**EXERCISE PROMPT**:
Your task is to copy the material exactly.

**GIVEN DATA**:
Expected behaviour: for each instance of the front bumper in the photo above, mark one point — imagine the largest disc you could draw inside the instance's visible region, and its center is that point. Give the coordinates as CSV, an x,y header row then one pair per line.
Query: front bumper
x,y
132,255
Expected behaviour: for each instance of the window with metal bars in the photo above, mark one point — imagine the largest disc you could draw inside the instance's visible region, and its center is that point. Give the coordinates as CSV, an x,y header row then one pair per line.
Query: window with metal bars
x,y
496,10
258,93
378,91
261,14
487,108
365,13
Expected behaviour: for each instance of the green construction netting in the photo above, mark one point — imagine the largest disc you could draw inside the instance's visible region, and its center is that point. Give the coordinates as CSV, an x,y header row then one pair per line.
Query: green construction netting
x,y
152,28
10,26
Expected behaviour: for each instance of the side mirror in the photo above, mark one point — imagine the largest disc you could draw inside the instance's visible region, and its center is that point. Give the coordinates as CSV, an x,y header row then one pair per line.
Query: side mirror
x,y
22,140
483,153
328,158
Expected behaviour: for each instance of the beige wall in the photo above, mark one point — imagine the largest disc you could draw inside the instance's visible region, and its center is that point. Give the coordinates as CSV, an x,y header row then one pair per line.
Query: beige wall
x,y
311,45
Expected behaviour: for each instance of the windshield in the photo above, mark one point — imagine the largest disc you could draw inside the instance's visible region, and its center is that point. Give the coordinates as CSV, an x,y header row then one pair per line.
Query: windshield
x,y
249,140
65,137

**OUTPUT FOR THIS TASK**:
Expected behaviour: for each instance of the front bumper in the photo above, mark one point — imagine the largest disc you could draw inside the instance's visible region, and its center is that point. Give the coordinates as CSV, an x,y header row then one pair per line.
Query: front bumper
x,y
132,255
Expected behaviour: for each instance of the window with metal bars in the photo above, mark one point — imagine the largest disc you could draw inside the instance's visible region, and its center is that point. Give the coordinates as CSV, an x,y header row then one pair per line.
Query: window with metal bars
x,y
496,10
258,93
378,91
261,14
487,108
365,13
Expected behaviour: for each instance of the green construction netting in the photo above, mark one point — imagine the largest disc you could draw inside the instance's visible region, and its center is that point. Give the coordinates as CSV, an x,y header row then one pair per line.
Query: green construction netting
x,y
152,28
10,26
Expected behaviour: for each instance of the side mirror in the photo above, mark one point — imagine the largest disc you could draw inside the instance's visible region, and its center is that point. Give the coordinates as CSV, an x,y header row then one pair per line.
Query: side mirror
x,y
22,140
483,153
328,158
Expected behaviour: for each instance of the beige wall in the photo above, mark one point — imagine the largest disc you could draw inside the instance's visible region, and its center is that point. Give the coordinates as CSV, an x,y header row then one pair per line.
Query: beige wall
x,y
311,45
Expected behaviour: for each instance of the windshield in the photo above, mark one point — imagine the largest disc you could draw inside the instance's visible region, and its center is that point. Give the coordinates as CSV, an x,y header row then one pair per line.
Query: windshield
x,y
249,140
65,137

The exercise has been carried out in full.